Segment Start: TEXT PASSAGE

The President’s award of 46 titles to agricultural lands to their occupants brings to 236 the total number of land titles distributed in this area over the past few months.

Continuous rains which have been falling all afternoon failed to dampen the warm welcome prepared by the towns-people for the President. Using every available means to shield themselves from the pouring rain, the people stood their ground and listened to the President speak on the progress of his program for the common man and the attempts of the Opposition to frustrate it.

People express amazement over the President’s mastery of the Ilocano dialect. The crowds interrupt his speeches with loud cheers of “Agbiag ni Apo Macapagal” (Long live Macapagal) and “Ilayon ni Apo Macapagal” (Let’s reelect Macapagal).

Recipients of titles are profuse in their thanks to the President. As they descend the stage, the recipients proudly wave their titles for all their friends and members of their families to see.

Meantime, the President is informed that messages of congratulations from provincial, city, municipal and barrio officials; heads of business, civic and religious organizations, and private individuals from all over the country, started pouring in Malacañang for his veto of the so-called “excessive” congressional allowances.

Some of the messages saw the Presidential veto as “another determined step towards the realization of the moral regeneration drive,” as a show of “patriotism of the highest order,” and as “hitting a new high in statesmanship and courage.”

Other messages regarded the decision to veto as one made in “a moment of greatness,” “ushering in a new era in Philippine politics and as an “unprecedented use of Presidential powers for the welfare of the entire country.”

A citygram from Manuel L. Quezon Jr., simply signed “Nonong” stated: “I join our people in congratulating you on your veto. May it foreshadow further great decisions. God bless you for it.”

In the evening, back at Poro Point, La Union, the President issues a statement upon learning of the death of former Premier Hayato Ikeda of Japan. The statement:

“Mrs. Macapagal and I join our countrymen in mourning the death of Premier Ikeda. He will be remembered here not only as the leader who put Japan back on its economic feet after the chaos of World War II but also as a man whose knowledge and sympathy for our problems merits the highest praise.”

August 14.—BACK at Malacañang, the President directs the Philippine Virginia Tobacco Administration to institute, starting Sept. 1, a system of direct payments to tobacco farmers for the 1965 purchases to enable them to receive the full value of their crops under the tobacco subsidy.

Segment End: TEXT PASSAGE
Segment Start: DATA EXTRACTS

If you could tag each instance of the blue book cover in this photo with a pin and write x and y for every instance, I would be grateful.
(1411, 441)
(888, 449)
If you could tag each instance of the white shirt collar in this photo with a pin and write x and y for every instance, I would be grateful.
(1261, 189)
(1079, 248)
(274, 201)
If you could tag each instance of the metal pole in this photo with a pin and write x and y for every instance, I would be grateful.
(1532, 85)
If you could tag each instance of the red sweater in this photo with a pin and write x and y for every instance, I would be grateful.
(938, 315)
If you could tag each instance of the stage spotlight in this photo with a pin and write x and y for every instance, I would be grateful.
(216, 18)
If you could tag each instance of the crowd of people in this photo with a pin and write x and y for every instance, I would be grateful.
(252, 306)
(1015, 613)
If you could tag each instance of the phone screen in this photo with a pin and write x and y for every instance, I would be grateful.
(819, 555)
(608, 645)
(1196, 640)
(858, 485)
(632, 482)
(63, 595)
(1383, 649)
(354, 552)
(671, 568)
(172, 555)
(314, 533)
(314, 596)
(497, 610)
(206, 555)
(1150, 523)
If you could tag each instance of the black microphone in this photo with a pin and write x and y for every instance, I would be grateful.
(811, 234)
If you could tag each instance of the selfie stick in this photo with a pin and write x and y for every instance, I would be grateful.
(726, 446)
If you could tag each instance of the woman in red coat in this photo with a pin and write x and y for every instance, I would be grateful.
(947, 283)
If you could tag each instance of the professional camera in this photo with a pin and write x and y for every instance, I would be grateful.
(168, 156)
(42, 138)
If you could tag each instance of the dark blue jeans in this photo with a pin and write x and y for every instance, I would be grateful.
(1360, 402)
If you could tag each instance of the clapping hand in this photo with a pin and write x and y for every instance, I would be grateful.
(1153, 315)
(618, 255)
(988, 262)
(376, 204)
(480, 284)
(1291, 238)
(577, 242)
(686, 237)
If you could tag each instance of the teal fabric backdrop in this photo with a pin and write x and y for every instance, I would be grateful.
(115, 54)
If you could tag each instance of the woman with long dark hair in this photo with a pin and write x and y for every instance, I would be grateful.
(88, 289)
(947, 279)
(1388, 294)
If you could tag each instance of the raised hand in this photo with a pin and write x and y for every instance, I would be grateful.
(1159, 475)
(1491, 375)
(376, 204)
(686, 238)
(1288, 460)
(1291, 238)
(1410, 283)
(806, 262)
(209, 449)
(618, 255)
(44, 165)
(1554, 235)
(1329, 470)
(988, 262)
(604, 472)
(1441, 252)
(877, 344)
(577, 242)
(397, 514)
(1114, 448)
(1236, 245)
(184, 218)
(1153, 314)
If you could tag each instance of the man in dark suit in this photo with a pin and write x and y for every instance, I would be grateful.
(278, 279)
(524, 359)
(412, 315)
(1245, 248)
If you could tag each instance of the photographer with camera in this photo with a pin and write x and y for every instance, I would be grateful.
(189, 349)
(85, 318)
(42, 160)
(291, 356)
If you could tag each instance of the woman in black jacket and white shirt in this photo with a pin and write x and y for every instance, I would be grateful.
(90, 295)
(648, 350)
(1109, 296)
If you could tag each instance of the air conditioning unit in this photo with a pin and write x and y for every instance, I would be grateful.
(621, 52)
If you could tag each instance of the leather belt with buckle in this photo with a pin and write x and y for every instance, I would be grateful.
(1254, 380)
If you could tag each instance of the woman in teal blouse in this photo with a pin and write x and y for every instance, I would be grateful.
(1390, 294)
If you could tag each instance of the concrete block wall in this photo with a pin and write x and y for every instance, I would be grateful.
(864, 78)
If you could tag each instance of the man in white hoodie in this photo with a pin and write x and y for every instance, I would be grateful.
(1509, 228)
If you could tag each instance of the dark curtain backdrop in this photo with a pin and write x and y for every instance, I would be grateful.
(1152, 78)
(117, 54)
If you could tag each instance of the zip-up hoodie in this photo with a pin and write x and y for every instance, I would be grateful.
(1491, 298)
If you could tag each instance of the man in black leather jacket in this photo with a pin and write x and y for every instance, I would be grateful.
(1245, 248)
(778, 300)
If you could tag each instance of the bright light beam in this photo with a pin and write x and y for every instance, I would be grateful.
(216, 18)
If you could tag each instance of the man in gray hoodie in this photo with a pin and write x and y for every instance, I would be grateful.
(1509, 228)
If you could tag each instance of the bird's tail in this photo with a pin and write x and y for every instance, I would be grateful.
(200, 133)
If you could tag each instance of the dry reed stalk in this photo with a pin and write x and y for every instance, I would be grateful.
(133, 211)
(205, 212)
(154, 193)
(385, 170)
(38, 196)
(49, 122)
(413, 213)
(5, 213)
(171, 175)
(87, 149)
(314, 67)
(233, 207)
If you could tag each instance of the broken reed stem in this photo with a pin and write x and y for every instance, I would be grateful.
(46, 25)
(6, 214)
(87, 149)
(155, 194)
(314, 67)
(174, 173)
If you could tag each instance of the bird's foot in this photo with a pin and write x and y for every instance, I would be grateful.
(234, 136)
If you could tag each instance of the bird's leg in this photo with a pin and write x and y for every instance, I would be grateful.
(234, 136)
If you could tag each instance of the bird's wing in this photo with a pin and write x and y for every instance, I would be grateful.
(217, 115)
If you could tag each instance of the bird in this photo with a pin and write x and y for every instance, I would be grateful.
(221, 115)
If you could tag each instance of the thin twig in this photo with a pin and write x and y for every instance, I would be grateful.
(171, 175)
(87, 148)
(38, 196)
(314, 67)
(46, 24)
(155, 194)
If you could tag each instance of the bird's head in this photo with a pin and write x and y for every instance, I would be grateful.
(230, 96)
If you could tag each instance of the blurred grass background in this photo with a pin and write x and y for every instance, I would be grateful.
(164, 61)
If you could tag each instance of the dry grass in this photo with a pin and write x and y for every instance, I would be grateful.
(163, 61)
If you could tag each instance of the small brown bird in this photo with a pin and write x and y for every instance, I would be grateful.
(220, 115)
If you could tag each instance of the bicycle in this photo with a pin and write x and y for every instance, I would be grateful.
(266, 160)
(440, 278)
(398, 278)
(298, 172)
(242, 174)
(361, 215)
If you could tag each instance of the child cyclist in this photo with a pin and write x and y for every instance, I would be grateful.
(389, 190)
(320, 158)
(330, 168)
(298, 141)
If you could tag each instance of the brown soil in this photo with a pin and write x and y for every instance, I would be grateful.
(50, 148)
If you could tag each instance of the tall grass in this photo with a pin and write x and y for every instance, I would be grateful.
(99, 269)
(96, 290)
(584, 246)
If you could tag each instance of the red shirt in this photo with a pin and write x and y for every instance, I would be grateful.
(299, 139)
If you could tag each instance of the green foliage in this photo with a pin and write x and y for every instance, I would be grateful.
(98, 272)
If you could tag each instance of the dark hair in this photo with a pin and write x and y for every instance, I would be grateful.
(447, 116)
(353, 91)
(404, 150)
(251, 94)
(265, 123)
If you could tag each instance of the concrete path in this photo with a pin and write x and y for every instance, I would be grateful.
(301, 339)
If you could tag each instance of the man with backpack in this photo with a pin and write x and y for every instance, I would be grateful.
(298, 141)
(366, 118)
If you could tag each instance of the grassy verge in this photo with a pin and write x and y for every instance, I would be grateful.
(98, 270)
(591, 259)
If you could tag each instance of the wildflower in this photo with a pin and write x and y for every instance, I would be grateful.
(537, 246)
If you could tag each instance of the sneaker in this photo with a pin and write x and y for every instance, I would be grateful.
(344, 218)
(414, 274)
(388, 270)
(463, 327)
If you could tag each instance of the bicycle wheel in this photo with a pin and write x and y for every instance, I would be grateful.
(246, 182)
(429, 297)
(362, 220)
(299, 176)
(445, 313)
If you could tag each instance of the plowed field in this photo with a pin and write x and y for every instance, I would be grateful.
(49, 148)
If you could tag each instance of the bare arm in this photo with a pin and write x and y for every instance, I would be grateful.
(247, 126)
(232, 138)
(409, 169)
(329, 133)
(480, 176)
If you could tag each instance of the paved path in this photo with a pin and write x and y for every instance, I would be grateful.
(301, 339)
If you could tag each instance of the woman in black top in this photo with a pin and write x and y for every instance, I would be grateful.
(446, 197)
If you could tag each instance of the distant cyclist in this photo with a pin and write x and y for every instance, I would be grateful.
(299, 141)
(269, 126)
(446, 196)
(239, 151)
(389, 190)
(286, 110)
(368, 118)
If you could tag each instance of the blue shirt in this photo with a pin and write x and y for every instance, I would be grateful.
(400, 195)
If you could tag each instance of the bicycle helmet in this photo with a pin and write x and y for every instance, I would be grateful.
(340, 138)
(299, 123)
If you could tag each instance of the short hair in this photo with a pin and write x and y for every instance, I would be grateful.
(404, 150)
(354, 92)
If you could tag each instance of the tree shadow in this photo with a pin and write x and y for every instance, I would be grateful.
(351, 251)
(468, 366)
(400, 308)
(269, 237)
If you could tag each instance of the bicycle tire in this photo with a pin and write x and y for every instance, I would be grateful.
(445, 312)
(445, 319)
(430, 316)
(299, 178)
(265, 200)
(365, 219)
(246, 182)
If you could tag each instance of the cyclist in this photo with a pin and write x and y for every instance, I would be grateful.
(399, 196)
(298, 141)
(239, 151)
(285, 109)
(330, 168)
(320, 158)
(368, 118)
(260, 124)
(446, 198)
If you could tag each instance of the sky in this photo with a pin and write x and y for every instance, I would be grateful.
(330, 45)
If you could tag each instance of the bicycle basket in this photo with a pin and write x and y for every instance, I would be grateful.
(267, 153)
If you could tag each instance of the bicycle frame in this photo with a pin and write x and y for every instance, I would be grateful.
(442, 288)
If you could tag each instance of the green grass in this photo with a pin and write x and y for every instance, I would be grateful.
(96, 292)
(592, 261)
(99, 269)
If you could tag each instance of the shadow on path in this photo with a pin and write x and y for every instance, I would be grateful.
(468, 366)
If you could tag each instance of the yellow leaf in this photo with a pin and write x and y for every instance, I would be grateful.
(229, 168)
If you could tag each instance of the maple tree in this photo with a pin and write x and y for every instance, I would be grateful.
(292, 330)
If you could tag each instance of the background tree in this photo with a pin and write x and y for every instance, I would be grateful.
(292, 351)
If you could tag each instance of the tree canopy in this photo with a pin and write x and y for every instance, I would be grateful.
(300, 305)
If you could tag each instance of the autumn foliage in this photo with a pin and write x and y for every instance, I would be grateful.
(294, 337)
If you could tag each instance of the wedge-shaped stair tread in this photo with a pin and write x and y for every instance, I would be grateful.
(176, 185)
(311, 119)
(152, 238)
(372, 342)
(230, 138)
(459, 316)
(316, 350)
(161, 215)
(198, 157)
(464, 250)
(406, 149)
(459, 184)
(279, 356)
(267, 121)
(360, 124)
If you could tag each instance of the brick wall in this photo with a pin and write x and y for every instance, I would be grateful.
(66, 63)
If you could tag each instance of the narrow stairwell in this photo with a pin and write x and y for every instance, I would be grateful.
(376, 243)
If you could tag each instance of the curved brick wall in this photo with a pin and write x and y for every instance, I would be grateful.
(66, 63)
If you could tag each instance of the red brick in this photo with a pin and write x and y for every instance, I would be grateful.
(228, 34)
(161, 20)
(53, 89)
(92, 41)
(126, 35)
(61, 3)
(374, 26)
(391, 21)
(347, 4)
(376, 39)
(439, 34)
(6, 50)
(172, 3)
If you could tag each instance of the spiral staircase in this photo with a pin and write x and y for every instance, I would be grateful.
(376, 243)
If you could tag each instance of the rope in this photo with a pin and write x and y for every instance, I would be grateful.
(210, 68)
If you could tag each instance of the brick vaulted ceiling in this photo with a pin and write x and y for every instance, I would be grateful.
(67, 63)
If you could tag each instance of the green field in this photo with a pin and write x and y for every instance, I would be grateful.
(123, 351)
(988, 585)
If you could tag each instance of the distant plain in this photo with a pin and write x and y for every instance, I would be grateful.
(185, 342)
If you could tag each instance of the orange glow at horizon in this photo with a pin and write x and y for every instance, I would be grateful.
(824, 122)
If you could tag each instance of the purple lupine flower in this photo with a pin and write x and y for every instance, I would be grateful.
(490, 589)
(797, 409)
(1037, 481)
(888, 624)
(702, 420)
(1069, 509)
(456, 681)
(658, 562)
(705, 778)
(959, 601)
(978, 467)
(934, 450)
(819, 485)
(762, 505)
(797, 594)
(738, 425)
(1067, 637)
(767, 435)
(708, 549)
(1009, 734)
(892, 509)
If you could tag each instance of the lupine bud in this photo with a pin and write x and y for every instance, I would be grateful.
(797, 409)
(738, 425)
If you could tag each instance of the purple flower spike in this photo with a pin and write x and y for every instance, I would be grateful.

Segment End: DATA EXTRACTS

* WORK ORDER 1
In the account of President Macapagal's activities, what total number of land titles have been distributed in the area over the past few months?
* WORK ORDER 2
Continue the account of President Macapagal's activities from its final sentence.

* RESPONSE BOX 1
236 land titles.

* RESPONSE BOX 2
The President’s directive was pursuant to his basic policy “of ensuring that tobacco farmers get what they deserve without any of the benefits due them going to middlemen and other exploiters.”

The new payments method was recommended by Defense Secretary Macario Peralta Jr., acting PVTA chairman, who reported that the PVTA office in Quezon City had been receiving numerous complaints about farmers receiving only a fraction of the true value of their produce.

Sec. Peralta said that for years necessity had forced tobacco farmers to sell their purchase invoice vouchers to speculators and traders for as low as 50 per cent of their face value. The invoice voucher is the receipt issued by FACOMA to a farmer upon delivery of his stock of flue-cured tobacco.

Under the new payments plan, farmers will receive their payments directly, thus eliminating middlemen. Offices will be established in tobacco-producing regions to handle direct payments. The new manner of payment is a modification of the present method of issuing checks to authorized representatives of farmers, usually a FACOMA official, upon presentation of proper credentials.

With the new payments plan, the President expresses confidence the small tobacco growers will be freed from the clutches of loan sharks and middlemen who take advantage of the farmers’ need for ready money.

“A bright and prosperous future is in store for tobacco farmers and their families with the operation of this payment system,” the President says.

Source: National Library of the Philippines

Office of the President of the Philippines. (1965). Official Week in Review. Official Gazette of the Republic of the Philippines, 61(35), cclxxix-cclxxxv.